STATED TASK 1:
Answer these questions from the article on diesel generators in data centers, one line each, marked (a), (b), (c) like the questions:
(a) In what year was the Jevons book written?
(b) What nickname did Manchester carry at that time?
(c) According to the article, what has received little discussion about diesel generators?
STATED TASK 2:
For each statement, decide whether the article on diesel generators in data centers agrees. Answer yes or no and quote the words that settle it, marking answers (a), (b), (c).
(a) The Jevons book was about diesel.
(b) The author holds that Jevons' Paradox still applies to broadband capacity and data growth.
(c) The author leaves the topic of exhaust particulates and gases for another time.
STATED TASK 3: Continue the article on diesel generators in data centers, beginning after its final sentence.

SOURCE DOCUMENT:
The Diesel Question?

The Diesel Question?

Author Ian Bitterlin, Portman Associate, CEng FIET MCIBSE ATD

My title pays homage to the book written in 1865 by William Stanley Jevons where the question was coal, not diesel, and the consuming industry was the cotton mills of Manchester (nicknamed Cottonopolis at the time), and not data centers. That book included Jevons’ Paradox, which still has application in today’s internet regarding broadband capacity and resulting data growth – but that is another topic for another day.

For the past few years, and increasing recently, discussions about diesel generators in data centers have centred around the fuel itself and the resulting C02 emissions. It has been interesting to note that little has been discussed about particulates and gases in the exhaust, rather concentrating on carbon with a climate change agenda, but I will address this here.

DATA ROWS:
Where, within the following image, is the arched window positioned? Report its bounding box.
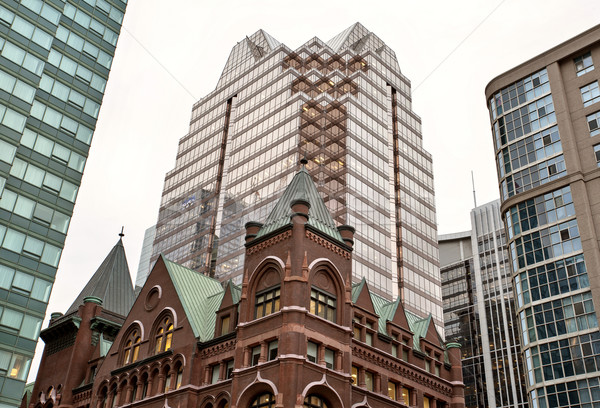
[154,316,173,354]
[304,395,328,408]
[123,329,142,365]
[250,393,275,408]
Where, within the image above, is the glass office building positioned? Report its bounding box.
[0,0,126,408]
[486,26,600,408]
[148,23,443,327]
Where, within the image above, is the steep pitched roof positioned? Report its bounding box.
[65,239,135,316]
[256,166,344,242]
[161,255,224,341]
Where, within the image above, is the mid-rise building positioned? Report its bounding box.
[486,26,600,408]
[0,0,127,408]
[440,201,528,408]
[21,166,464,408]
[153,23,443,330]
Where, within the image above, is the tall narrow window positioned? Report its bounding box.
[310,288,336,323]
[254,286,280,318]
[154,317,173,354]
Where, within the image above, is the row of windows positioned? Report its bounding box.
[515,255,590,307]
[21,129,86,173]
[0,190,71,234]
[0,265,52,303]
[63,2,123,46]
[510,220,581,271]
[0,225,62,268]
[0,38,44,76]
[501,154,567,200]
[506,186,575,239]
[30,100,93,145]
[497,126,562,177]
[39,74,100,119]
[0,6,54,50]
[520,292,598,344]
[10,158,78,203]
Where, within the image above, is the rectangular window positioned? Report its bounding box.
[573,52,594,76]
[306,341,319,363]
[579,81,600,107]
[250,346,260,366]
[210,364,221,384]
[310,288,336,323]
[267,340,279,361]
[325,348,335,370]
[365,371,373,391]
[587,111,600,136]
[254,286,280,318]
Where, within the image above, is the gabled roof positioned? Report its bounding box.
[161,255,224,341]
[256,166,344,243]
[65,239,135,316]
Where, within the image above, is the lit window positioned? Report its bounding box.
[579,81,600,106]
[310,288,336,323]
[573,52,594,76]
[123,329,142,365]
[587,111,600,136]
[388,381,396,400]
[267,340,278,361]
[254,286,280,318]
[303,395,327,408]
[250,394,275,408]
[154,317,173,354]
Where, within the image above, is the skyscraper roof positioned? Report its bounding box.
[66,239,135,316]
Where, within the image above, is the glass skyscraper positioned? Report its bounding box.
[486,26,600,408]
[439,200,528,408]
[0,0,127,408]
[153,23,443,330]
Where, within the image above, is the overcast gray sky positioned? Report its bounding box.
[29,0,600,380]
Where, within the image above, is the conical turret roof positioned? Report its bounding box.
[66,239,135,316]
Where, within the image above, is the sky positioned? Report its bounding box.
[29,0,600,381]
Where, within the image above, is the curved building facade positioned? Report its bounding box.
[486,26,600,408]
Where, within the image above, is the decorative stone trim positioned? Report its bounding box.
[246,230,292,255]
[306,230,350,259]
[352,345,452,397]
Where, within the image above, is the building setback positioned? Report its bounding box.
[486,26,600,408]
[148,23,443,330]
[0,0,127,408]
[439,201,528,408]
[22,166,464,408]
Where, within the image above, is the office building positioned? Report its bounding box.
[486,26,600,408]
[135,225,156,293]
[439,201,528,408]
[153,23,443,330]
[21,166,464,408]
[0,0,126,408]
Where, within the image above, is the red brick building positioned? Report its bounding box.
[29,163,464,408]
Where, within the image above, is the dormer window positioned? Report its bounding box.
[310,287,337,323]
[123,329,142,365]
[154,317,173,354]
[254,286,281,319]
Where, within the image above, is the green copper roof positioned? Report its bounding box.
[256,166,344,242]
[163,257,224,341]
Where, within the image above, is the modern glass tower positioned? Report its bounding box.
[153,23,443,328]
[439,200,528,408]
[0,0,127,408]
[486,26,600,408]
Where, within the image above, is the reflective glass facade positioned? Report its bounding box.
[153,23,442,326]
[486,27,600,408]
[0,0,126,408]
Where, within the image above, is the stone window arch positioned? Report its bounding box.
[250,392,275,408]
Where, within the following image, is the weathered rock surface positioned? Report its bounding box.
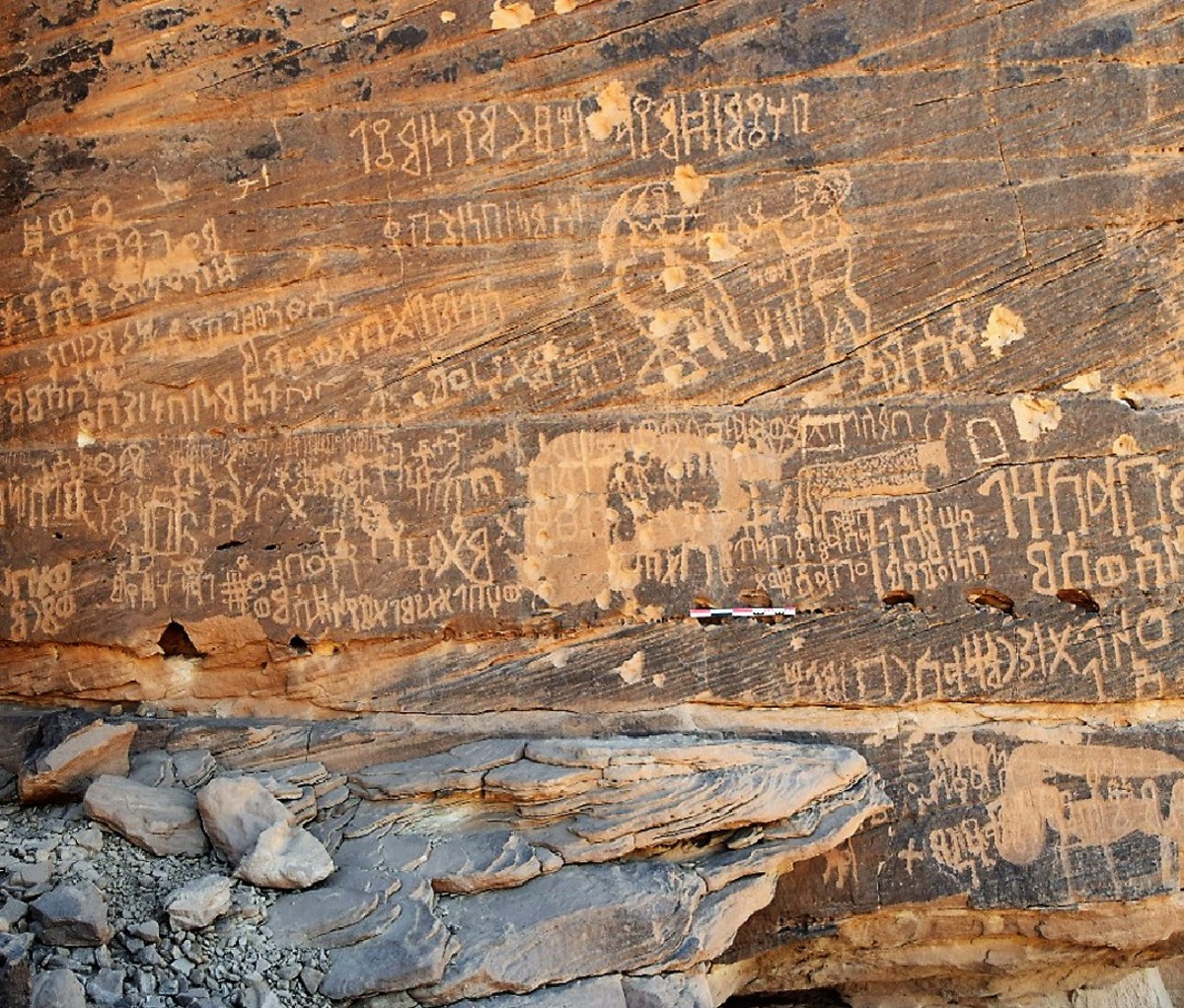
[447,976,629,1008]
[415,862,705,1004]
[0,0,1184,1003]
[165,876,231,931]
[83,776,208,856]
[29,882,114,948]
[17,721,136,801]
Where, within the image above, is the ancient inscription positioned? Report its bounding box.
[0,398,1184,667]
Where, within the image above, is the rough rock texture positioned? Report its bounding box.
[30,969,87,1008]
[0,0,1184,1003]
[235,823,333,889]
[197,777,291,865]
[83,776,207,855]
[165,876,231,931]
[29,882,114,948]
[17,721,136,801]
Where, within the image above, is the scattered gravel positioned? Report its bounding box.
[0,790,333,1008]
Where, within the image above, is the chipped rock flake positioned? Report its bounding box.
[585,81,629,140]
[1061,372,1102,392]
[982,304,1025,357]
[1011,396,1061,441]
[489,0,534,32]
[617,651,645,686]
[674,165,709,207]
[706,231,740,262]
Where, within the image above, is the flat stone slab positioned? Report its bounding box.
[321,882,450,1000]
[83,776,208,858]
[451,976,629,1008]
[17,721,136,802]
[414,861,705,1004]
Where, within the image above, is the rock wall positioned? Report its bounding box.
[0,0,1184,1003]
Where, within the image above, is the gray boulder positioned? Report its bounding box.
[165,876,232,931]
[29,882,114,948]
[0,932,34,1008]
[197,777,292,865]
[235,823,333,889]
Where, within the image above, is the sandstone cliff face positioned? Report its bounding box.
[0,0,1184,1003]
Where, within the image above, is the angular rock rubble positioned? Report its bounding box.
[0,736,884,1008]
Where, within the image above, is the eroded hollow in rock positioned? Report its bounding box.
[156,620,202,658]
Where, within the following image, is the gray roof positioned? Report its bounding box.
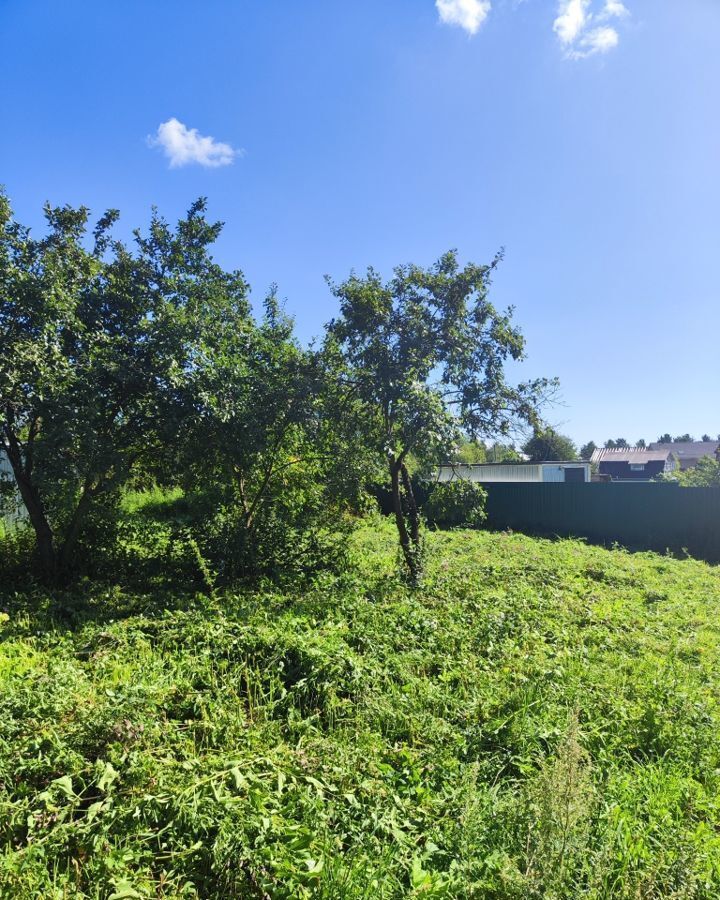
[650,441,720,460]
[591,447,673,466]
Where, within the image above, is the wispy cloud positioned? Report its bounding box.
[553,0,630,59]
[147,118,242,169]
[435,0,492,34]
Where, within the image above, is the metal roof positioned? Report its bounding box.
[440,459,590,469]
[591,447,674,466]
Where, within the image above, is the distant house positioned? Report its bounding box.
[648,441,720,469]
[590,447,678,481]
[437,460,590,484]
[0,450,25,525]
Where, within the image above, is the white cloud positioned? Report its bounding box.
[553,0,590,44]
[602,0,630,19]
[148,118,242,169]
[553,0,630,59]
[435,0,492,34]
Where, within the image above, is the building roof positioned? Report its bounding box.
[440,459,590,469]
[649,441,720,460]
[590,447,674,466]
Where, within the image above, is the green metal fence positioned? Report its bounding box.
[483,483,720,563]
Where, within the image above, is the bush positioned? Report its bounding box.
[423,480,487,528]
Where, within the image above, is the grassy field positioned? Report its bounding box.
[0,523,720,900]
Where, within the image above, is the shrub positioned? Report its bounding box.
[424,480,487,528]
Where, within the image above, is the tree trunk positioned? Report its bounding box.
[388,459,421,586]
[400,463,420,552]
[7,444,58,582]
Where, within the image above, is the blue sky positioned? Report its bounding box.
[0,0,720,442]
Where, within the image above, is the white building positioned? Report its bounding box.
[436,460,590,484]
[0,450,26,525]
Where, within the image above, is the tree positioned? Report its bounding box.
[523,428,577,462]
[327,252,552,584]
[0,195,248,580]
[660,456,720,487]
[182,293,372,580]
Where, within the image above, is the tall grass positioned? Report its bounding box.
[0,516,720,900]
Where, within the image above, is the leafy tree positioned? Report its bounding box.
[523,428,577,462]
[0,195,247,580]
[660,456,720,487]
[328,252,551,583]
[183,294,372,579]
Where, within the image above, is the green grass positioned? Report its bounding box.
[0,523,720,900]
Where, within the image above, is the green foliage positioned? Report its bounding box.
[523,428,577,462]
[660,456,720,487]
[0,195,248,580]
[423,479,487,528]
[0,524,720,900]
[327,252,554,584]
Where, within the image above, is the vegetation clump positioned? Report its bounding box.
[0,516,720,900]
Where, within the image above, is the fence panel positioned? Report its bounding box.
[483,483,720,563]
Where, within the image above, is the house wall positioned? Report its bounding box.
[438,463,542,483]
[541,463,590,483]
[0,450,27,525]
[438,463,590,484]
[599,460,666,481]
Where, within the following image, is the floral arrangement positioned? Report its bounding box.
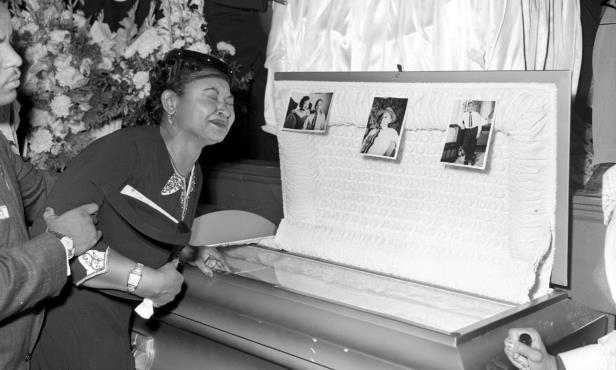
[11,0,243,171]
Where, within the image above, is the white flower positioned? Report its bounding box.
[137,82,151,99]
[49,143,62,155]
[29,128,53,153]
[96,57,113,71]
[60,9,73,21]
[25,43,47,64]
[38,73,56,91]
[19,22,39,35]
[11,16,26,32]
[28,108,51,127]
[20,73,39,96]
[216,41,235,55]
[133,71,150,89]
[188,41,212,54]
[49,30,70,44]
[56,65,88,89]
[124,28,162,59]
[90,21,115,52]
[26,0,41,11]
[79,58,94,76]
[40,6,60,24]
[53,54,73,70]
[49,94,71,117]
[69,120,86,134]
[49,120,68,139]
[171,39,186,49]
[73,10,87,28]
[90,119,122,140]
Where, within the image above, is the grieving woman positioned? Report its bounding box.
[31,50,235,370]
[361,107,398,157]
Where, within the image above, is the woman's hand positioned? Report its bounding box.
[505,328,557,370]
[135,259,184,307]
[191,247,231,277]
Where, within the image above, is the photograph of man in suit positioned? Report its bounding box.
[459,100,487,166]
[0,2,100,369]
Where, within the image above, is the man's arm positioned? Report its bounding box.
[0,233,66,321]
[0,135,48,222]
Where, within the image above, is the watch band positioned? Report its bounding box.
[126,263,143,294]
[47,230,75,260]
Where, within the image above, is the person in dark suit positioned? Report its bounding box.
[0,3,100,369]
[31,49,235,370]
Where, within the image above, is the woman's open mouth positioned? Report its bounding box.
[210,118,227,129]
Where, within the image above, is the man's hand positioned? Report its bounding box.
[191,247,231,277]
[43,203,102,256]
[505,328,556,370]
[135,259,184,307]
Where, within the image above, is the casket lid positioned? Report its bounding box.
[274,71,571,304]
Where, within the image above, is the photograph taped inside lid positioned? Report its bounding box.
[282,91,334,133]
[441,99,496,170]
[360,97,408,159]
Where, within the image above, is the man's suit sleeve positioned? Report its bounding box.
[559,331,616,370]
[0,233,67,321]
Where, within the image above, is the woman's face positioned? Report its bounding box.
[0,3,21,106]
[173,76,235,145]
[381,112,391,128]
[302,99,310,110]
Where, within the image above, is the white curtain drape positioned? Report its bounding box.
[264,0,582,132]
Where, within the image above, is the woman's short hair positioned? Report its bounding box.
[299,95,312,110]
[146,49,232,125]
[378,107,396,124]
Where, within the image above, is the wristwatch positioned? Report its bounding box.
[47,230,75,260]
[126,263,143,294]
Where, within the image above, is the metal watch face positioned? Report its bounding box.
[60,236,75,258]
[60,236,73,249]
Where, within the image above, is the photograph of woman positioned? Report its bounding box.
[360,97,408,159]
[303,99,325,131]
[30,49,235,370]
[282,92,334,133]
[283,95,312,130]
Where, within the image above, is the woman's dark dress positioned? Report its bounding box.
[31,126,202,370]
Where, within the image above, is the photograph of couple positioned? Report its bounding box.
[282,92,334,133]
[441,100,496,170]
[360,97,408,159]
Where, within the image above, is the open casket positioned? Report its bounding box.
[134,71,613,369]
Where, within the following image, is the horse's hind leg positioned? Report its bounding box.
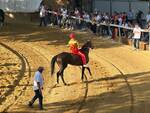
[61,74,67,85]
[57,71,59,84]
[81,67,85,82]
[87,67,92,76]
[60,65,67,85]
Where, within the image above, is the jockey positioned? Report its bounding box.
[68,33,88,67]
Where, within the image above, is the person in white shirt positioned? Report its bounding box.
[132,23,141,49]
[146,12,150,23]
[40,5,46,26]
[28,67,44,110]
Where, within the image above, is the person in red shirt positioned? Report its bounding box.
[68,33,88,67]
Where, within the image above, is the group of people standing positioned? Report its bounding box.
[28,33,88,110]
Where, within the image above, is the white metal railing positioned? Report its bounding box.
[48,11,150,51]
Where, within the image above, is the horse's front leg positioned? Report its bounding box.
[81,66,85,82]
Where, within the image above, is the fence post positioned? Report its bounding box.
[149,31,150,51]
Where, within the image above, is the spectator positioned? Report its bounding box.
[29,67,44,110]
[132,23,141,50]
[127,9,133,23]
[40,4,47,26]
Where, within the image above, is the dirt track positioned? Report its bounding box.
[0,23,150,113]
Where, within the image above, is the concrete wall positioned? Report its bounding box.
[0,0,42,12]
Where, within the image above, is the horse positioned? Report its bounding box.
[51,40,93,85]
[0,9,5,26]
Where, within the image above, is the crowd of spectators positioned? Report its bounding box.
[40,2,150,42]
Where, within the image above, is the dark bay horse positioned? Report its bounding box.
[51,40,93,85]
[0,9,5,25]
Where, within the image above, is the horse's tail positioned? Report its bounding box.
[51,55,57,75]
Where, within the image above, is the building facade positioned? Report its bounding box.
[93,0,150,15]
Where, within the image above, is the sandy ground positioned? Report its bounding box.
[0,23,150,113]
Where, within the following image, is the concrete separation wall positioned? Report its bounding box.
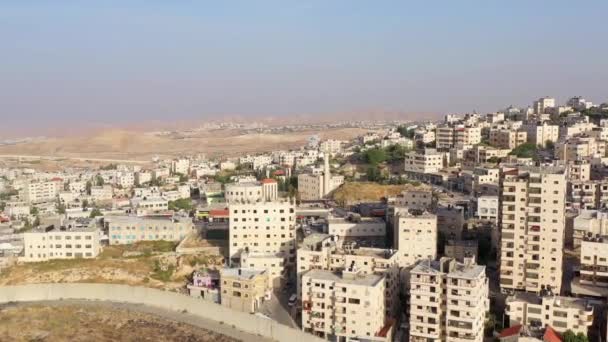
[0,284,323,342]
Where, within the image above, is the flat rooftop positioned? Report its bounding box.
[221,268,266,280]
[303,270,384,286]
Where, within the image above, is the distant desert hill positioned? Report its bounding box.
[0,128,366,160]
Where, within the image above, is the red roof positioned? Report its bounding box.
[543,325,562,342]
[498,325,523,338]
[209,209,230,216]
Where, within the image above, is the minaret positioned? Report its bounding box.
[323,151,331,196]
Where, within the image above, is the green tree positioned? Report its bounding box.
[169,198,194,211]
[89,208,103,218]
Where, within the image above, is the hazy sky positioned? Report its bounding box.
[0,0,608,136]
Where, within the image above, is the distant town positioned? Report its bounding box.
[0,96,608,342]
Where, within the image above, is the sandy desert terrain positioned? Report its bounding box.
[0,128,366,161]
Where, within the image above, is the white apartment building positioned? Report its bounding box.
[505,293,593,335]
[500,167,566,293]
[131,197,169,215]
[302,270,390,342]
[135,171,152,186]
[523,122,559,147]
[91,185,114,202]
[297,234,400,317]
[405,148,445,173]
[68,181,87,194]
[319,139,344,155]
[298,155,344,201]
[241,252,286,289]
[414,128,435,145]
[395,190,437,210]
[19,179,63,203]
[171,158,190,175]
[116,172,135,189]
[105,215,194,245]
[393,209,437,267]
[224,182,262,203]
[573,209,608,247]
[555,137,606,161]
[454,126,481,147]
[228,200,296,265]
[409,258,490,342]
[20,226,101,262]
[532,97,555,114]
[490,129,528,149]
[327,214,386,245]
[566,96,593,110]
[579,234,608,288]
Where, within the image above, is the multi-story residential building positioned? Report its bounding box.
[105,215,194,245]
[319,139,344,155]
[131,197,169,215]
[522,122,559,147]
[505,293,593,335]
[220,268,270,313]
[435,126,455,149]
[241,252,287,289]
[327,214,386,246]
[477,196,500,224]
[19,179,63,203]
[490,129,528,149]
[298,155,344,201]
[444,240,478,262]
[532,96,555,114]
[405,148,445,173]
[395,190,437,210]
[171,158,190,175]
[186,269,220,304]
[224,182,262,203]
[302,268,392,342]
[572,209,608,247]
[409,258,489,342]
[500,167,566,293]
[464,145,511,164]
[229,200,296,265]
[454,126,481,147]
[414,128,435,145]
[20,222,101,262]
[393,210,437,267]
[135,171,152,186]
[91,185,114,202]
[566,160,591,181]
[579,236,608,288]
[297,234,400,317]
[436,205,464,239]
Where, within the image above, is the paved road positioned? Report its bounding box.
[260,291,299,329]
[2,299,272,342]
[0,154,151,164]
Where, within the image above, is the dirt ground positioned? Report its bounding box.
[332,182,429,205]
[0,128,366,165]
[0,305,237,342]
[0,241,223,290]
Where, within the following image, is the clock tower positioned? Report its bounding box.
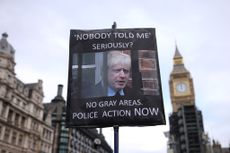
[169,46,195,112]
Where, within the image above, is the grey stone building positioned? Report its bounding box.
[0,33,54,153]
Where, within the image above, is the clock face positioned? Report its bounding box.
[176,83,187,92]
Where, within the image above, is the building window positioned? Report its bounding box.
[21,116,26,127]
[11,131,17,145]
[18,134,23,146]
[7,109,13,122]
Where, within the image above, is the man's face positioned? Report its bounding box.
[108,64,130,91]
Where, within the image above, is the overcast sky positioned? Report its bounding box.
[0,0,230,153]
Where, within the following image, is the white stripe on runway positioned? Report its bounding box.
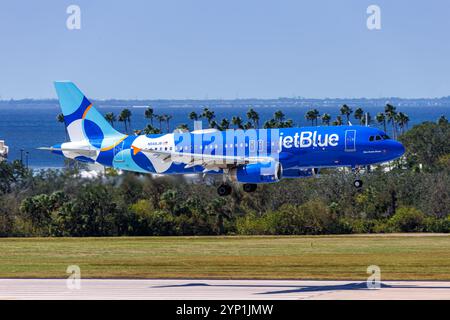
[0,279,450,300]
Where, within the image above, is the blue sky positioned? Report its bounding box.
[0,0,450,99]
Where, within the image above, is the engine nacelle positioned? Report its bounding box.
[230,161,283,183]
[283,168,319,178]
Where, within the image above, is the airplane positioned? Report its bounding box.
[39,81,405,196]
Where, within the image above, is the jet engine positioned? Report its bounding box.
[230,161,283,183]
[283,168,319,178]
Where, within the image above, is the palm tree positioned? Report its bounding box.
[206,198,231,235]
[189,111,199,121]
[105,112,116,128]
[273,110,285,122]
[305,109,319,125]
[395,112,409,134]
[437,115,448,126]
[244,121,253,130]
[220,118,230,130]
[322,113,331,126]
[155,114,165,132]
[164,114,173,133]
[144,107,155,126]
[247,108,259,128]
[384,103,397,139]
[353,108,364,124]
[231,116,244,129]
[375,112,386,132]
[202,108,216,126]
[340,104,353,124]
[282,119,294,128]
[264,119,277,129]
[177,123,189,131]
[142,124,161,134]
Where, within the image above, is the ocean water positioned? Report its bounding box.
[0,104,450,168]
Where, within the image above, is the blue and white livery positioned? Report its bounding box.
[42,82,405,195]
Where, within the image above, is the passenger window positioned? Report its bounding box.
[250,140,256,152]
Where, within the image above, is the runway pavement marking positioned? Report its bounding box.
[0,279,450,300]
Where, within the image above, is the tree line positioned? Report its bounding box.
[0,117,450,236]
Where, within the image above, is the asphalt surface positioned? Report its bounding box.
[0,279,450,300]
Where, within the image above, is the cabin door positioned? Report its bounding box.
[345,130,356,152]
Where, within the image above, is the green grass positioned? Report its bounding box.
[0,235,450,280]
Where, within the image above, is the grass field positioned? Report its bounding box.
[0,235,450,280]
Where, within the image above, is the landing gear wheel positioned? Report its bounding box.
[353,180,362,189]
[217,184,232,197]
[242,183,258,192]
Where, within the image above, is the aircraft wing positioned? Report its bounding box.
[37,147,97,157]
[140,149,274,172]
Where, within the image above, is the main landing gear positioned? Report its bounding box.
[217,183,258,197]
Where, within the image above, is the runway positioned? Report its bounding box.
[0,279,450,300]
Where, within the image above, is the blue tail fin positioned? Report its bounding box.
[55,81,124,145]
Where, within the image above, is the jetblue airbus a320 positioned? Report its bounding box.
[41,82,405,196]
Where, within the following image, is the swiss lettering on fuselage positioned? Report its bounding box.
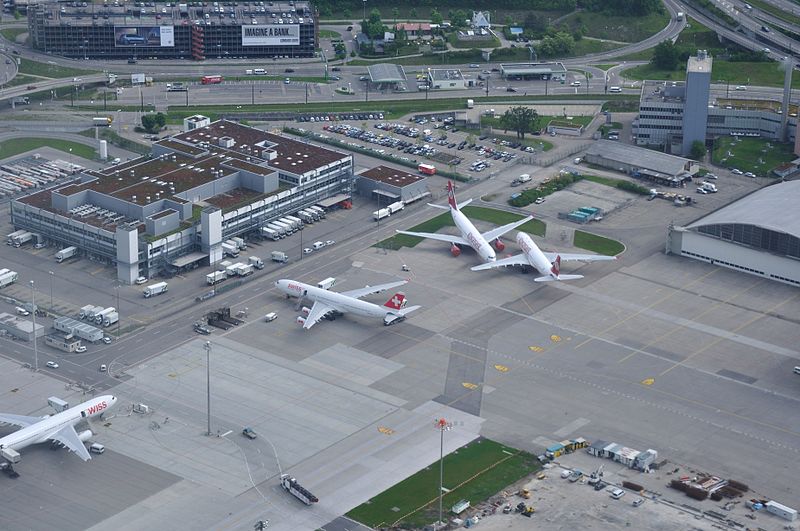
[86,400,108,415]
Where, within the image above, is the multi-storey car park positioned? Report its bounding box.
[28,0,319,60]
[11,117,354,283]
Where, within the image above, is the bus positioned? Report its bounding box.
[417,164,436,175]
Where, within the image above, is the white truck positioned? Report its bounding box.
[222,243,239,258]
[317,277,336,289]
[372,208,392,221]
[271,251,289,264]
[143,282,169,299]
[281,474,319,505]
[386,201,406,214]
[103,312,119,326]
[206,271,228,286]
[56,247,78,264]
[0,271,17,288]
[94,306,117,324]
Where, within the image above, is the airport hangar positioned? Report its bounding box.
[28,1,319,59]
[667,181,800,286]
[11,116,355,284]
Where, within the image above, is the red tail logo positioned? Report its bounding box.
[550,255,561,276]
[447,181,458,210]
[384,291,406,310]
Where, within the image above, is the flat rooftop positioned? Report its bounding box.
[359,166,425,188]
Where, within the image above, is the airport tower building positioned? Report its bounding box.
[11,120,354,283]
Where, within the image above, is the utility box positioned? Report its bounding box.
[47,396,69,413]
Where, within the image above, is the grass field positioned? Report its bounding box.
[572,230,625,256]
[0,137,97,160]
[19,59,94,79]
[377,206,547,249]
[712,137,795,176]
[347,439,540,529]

TASK OUTPUT 1:
(a) 1865
(b) Cottonopolis
(c) The particulates and gases in the exhaust

TASK OUTPUT 2:
(a) No: "the question was coal, not diesel"
(b) Yes: "still has application in today’s internet regarding broadband capacity and resulting data growth"
(c) No: "but I will address this here"

TASK OUTPUT 3:
There is no doubt that data centers want to be seen to be green and avoid the publicity such as that Google received from Greenpeace about paying for very low-cost brown-coal (lignite) generated electricity in Oregon, which happens to release the highest rate of CO2/kWhe at >1,100g.  It is worth noting that currently Germany, home to the EU’s largest data center estate, is dramatically increasing burning indigenous lignite to substitute for the nuclear generation it has turned off and to the reduce the dependence upon Russian gas.  Unlike Google, a single data centre in Oregon that had a 25-year PPA at $2.5c/kWh, Germany has the highest electrical grid load in the Europe, so the carbon impact is far greater.  If the reader is interested further in grid carbon, from the last hour, month, year etc, then app.electricitymaps.com is a good resource.

The point to be made is that the carbon footprint of the utility affects our view of the impact of using diesel as an emergency fuel.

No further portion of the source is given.